**The request**
Rewrite every line of the data from the line containing "Ground building facade" through the line containing "left=57, top=7, right=158, bottom=93", both included, raising each box coordinate by 53. Return only those lines, and omit the pictures.

**Extracted material**
------------------------------
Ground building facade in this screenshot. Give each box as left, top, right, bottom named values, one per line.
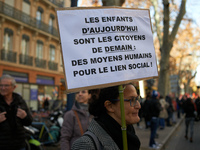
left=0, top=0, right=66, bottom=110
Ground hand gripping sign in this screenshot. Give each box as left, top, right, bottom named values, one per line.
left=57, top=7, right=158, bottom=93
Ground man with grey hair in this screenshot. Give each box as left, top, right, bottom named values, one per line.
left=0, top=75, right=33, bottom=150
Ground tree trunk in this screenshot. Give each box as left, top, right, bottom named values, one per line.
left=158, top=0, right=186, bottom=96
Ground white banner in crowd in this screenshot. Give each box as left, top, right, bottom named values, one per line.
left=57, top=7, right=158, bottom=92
------------------------------
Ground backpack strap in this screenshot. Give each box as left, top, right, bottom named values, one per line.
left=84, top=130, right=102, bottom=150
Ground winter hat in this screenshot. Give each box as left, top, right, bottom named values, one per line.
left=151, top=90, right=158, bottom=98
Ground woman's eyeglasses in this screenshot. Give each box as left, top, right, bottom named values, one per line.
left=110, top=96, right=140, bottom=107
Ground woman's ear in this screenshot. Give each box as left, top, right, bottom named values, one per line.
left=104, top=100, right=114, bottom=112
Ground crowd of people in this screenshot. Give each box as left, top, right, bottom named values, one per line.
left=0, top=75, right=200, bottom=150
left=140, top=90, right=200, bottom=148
------------------------------
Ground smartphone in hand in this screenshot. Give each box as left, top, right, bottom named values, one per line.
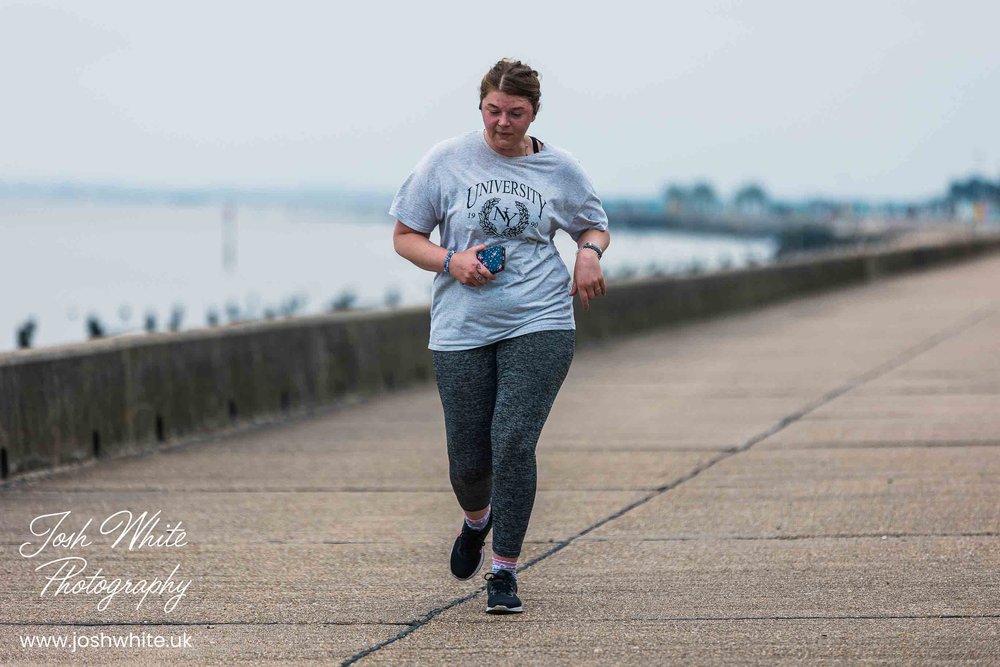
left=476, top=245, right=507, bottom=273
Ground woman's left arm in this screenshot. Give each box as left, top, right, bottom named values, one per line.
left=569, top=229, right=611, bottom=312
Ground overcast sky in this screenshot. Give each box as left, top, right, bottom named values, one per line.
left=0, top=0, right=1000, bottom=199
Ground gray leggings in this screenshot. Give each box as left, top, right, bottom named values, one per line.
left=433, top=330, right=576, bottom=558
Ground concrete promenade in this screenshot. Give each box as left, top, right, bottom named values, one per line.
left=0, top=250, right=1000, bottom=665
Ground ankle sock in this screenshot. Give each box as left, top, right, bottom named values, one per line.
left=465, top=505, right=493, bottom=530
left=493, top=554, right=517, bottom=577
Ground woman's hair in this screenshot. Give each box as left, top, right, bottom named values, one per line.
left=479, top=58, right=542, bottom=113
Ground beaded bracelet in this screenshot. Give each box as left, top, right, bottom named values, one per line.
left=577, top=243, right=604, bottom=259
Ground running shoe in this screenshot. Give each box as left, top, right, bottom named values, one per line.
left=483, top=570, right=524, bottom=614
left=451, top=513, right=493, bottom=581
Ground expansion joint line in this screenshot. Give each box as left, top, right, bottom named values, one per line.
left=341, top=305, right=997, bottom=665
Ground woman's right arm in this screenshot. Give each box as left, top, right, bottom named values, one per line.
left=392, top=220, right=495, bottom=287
------------------------------
**Finished task**
Ground building facade in this screenshot. Give each box as left, top, right, bottom named values, one per line.
left=53, top=53, right=119, bottom=163
Ground hand gripping sign in this screenshot. Give each box as left, top, right, bottom named values, one per line.
left=110, top=60, right=211, bottom=146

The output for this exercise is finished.